= Selected extract =
A group of articles need to be divided into seven categories. We used the cora dataset to accomplish this. This database offers a network of article citations as well as a number of node attributes.
Before moving onto how to implement this, lets learn about the terminilogies used.
Node Classification is a machine learning task in graph-based data analysis, where the goal is to assign labels to nodes in a graph based on the properties of nodes and the relationships between them.
Node Classification models aim to predict non-existing node properties (known as the target property) based on other node properties. Typical models used for node classification consists of a large family of graph neural networks.
Graph Neural Network is a type of Neural Network which directly operates on the Graph structure and provides an easy way to do node-level, edge-level, and graph-level prediction tasks.
Given that the citation information is essential for accurate classification, it appears that basic MLP models perform significantly worse than GNNs on this kind of job. It has been observed that it attains only a accuracy of 27% using the traditional measures along with Random Forest Classifier.
The GNN classification model follows the Design Space for Graph Neural Networks methodology as follows:
- Preprocess the node features using a Feed Forward Network to produce initial node representations.

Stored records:

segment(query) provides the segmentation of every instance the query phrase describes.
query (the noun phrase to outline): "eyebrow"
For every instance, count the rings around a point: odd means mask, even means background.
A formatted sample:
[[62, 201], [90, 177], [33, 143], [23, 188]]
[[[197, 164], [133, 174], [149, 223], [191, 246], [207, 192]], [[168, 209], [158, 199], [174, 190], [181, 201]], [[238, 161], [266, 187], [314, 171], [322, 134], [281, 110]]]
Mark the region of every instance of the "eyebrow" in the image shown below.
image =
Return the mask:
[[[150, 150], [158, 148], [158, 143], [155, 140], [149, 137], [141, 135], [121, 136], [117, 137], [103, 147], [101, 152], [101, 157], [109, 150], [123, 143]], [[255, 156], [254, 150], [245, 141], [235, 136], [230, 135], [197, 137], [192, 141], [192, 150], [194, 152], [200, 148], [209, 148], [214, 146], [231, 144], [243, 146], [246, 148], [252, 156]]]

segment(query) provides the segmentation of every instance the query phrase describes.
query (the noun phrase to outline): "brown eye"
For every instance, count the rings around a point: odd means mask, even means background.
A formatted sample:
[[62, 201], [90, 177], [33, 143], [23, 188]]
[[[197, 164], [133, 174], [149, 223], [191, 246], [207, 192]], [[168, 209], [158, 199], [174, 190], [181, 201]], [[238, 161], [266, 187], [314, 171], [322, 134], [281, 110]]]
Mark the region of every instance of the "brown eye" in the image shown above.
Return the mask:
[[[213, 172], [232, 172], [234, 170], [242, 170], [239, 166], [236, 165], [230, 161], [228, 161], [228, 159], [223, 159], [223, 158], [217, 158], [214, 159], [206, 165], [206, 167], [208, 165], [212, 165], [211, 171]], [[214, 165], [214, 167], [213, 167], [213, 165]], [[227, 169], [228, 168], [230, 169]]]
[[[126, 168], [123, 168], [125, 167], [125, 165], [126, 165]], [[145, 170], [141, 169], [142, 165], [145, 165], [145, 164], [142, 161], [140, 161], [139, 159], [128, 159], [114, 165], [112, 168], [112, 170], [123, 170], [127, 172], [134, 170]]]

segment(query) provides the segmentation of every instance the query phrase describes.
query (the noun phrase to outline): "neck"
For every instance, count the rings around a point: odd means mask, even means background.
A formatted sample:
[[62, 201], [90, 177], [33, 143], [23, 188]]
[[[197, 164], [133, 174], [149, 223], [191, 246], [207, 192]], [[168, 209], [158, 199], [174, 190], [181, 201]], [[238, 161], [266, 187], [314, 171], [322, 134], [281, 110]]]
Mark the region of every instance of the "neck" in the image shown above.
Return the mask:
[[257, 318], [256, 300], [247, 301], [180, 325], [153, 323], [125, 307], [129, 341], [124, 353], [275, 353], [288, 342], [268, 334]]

= Directions =
**1.** Duplicate the passage of the node classification text starting at "Node Classification is" and ending at "graph-level prediction tasks.".
**2.** Answer these questions about the node classification text:
(a) How many categories must the articles be divided into?
(b) What accuracy does the approach using traditional measures with a Random Forest Classifier attain?
(c) What is used to preprocess the node features to produce initial node representations?
**3.** Carry the node classification text further, beginning after its final sentence.

= The responses =
**1.**
Node Classification is a machine learning task in graph-based data analysis, where the goal is to assign labels to nodes in a graph based on the properties of nodes and the relationships between them.
Node Classification models aim to predict non-existing node properties (known as the target property) based on other node properties. Typical models used for node classification consists of a large family of graph neural networks.
Graph Neural Network is a type of Neural Network which directly operates on the Graph structure and provides an easy way to do node-level, edge-level, and graph-level prediction tasks.

**2.**
(a) Seven.
(b) 27%.
(c) A Feed Forward Network.

**3.**
- Produce node embeddings by applying one or more skip-connected graph convolutional layers to the node representation.
- To create the final node embeddings, post-process the node embeddings using the Feed Forward Network.
- Use a Softmax layer to forecast the node class by feeding it the node embeddings.
- Only have a relatively small set of training nodes (20 nodes per class)
- There are binary test and train masks of the size #nodes (0 - Test, 1 - Train)
- Dropout is only applied in the training step, but not for predictions
- Have 2 Message Passing Layers and one Linear output layer
- Use the softmax function for the classification problem
- The output of the model are 7 probabilities, one for each class
Node features + GNN model => 71.4% acc.
The model can be improved further by using various other mixture of algorithms
- Cross-Validation
- Hyperparameter Optimization
- Different layer types GCN, GAT...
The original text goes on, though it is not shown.